DO THIS: Rewrite the data from the beginning through the line containing "point(165, 368)", inclusive, keeping every line and multiplying each answer coordinate by 1.3, rounded to the nearest whole number with halves rounded up. Leave the other lines unchanged.

Records:
************

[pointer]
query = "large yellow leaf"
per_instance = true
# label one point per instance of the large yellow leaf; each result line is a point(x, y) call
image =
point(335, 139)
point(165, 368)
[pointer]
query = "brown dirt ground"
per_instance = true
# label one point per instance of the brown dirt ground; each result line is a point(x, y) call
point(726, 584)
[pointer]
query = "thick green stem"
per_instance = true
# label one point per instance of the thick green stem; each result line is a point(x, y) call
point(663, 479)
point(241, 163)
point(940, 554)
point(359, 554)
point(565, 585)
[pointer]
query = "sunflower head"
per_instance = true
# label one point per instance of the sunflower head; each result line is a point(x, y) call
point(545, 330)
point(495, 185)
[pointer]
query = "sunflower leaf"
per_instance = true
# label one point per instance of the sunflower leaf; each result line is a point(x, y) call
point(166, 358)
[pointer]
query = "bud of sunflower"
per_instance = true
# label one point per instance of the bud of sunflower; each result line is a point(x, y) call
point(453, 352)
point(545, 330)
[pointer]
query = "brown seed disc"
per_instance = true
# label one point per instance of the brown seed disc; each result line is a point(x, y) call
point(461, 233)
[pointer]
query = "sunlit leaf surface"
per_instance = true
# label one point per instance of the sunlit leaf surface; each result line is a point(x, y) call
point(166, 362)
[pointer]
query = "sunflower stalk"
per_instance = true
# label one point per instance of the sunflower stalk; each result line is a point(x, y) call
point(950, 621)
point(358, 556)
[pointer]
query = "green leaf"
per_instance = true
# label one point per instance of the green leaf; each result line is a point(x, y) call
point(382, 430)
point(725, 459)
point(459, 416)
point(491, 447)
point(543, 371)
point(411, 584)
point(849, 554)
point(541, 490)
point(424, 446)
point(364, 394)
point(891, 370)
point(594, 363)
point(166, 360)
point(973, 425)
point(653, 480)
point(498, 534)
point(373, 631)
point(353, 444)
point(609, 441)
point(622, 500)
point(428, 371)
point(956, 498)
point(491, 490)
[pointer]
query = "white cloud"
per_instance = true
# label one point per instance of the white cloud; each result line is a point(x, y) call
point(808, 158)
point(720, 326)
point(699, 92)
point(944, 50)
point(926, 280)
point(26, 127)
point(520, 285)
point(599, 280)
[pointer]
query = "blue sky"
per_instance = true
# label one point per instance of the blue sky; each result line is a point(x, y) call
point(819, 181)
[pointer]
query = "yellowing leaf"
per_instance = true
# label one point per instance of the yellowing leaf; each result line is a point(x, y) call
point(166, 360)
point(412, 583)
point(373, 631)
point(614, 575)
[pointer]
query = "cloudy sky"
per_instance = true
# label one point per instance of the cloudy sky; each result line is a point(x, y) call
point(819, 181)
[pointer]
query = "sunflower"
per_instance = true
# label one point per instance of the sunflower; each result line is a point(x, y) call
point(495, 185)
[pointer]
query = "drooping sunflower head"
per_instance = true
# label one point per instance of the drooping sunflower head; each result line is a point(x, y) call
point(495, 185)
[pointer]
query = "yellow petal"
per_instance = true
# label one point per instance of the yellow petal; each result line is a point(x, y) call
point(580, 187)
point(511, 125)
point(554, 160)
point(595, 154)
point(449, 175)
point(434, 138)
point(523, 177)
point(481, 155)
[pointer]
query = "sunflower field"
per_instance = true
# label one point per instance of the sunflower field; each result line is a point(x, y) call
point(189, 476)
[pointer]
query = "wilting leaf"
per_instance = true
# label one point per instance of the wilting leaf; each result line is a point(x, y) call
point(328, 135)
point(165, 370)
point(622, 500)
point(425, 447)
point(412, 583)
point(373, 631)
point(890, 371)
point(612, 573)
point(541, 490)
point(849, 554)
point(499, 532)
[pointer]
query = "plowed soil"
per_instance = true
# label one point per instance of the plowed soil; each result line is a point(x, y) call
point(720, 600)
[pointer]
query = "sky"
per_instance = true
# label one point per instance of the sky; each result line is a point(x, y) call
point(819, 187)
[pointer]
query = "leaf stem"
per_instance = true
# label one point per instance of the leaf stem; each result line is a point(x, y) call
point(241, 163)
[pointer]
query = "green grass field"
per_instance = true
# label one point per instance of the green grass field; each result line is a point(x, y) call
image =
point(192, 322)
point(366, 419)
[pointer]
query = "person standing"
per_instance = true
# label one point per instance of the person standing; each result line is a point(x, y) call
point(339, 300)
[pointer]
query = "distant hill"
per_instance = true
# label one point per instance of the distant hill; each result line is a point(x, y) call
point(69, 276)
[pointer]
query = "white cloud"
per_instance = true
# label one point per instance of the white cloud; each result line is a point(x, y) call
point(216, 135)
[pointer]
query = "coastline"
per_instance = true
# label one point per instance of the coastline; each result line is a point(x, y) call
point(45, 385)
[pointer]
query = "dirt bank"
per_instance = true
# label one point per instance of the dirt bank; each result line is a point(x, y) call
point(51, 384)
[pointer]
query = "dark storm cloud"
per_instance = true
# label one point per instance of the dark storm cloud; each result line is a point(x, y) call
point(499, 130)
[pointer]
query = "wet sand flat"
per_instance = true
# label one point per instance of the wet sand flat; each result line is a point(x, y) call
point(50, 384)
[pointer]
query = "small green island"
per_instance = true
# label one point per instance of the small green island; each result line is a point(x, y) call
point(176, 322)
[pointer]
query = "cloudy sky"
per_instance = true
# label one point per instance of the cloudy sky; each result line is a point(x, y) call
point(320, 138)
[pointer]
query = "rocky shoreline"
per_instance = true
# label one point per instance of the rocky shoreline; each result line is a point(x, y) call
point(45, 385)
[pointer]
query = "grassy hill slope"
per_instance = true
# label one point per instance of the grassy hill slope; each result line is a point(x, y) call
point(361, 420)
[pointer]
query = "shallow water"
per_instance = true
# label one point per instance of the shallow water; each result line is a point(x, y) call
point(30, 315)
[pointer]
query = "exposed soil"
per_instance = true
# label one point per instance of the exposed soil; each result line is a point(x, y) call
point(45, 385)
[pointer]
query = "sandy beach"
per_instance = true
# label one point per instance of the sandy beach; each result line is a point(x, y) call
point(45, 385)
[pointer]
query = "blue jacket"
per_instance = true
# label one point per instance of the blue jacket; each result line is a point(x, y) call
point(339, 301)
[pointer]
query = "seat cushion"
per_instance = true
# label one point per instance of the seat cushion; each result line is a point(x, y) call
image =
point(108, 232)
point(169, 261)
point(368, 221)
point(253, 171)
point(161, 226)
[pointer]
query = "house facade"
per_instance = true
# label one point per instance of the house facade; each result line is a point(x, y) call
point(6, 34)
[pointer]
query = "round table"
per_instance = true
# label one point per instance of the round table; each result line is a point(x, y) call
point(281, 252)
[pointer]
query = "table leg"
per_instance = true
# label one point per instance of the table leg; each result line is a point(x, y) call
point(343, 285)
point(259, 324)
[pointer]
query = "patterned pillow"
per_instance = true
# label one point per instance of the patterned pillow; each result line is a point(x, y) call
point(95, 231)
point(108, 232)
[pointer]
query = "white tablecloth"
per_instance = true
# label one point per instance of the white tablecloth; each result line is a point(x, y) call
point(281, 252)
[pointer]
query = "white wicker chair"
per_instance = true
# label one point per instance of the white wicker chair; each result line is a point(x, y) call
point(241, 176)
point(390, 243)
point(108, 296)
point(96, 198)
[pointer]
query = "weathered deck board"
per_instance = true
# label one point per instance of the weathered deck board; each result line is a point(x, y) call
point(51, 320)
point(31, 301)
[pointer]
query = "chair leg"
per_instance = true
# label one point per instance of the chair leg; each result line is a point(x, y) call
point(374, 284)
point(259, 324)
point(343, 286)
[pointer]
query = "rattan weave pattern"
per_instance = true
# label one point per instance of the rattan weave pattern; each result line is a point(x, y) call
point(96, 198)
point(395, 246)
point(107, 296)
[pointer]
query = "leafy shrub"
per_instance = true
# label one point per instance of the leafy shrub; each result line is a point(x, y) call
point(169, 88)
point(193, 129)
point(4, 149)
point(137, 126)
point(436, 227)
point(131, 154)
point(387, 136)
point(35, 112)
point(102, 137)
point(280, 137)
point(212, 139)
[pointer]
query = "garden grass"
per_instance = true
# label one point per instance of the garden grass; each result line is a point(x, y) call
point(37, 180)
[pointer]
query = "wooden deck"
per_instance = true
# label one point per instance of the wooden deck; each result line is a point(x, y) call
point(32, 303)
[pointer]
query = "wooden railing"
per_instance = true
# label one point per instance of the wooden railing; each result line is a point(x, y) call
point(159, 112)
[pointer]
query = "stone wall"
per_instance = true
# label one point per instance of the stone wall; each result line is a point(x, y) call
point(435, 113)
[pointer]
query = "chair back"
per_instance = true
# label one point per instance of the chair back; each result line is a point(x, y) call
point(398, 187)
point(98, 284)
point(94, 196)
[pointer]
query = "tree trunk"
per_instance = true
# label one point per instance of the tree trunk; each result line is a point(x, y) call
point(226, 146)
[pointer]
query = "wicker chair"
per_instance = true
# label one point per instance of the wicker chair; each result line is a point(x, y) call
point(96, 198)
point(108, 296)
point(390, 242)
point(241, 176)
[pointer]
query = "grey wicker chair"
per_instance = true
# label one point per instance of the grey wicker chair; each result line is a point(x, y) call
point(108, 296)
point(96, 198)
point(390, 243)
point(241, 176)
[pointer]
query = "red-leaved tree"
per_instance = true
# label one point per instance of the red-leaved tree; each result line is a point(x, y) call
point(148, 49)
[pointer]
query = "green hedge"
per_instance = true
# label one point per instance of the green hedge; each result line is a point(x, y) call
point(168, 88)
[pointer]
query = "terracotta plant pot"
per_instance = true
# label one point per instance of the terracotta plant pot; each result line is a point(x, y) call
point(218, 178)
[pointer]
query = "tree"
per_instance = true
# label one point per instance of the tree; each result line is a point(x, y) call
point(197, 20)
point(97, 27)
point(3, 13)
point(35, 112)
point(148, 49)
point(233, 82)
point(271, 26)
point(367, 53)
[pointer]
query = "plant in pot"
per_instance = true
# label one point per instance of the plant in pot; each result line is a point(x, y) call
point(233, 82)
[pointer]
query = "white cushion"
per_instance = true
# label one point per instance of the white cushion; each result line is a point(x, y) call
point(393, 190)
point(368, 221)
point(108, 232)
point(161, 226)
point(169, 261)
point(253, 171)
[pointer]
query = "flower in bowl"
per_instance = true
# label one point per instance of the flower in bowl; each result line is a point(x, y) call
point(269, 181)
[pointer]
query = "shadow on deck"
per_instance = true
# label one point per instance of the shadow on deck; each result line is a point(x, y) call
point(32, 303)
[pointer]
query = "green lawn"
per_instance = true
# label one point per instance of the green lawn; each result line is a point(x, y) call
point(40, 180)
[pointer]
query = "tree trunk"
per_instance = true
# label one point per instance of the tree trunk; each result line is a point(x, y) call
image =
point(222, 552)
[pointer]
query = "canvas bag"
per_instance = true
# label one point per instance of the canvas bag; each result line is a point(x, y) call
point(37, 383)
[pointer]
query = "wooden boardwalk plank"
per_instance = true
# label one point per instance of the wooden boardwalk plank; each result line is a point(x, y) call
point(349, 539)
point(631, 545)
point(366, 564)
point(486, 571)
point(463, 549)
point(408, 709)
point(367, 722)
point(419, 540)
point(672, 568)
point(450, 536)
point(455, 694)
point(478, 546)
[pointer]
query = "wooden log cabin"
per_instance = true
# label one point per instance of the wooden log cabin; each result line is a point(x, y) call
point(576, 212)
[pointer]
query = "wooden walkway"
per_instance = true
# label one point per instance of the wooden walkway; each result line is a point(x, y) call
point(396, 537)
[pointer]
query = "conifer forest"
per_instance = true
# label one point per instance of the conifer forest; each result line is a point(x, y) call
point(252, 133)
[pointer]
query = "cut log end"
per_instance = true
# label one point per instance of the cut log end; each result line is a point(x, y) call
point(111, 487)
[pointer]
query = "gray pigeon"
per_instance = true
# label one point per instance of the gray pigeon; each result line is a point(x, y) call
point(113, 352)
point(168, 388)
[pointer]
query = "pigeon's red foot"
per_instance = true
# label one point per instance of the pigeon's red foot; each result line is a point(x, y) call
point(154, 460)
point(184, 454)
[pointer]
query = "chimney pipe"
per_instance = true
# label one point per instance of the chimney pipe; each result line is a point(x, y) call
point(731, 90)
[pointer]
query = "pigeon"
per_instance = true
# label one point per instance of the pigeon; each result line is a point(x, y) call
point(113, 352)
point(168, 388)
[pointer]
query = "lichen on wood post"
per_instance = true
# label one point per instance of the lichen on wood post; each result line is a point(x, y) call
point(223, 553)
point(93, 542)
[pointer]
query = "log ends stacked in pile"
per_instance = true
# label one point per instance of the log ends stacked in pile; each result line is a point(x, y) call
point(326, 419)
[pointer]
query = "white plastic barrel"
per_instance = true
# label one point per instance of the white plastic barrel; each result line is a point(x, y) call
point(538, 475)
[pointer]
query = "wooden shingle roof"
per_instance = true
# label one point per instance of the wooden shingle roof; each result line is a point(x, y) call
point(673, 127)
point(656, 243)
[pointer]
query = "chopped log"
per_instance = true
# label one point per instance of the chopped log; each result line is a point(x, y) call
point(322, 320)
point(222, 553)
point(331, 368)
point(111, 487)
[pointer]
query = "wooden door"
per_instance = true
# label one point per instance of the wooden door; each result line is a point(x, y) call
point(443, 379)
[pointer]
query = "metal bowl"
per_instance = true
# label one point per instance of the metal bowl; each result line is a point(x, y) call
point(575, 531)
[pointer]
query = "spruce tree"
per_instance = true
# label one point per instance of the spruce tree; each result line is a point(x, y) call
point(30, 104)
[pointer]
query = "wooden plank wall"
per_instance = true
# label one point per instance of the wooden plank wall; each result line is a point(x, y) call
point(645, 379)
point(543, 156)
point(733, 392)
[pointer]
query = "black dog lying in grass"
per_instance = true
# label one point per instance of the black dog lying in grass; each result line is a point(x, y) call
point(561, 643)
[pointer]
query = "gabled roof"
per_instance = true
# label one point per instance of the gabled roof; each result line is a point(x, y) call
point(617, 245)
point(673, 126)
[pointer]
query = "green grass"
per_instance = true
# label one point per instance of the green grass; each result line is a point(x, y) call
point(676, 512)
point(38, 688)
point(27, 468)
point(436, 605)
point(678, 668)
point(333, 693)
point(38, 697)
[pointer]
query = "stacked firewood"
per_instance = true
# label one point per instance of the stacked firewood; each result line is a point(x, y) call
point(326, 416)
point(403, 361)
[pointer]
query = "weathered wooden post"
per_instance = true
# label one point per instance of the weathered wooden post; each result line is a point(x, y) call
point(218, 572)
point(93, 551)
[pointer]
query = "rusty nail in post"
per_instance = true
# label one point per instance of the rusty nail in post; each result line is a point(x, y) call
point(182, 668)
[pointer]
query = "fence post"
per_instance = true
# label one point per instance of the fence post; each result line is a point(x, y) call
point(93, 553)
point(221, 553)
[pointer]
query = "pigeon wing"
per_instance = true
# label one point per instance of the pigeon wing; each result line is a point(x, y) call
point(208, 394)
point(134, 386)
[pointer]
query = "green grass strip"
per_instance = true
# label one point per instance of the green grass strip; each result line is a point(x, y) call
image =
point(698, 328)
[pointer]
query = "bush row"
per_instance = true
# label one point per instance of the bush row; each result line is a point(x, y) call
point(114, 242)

************

RESULT BELOW:
[pointer]
query = "large yellow leaf"
per_instance = true
# label one point per instance of the large yellow leaf; each result line is a point(x, y) call
image =
point(436, 181)
point(215, 478)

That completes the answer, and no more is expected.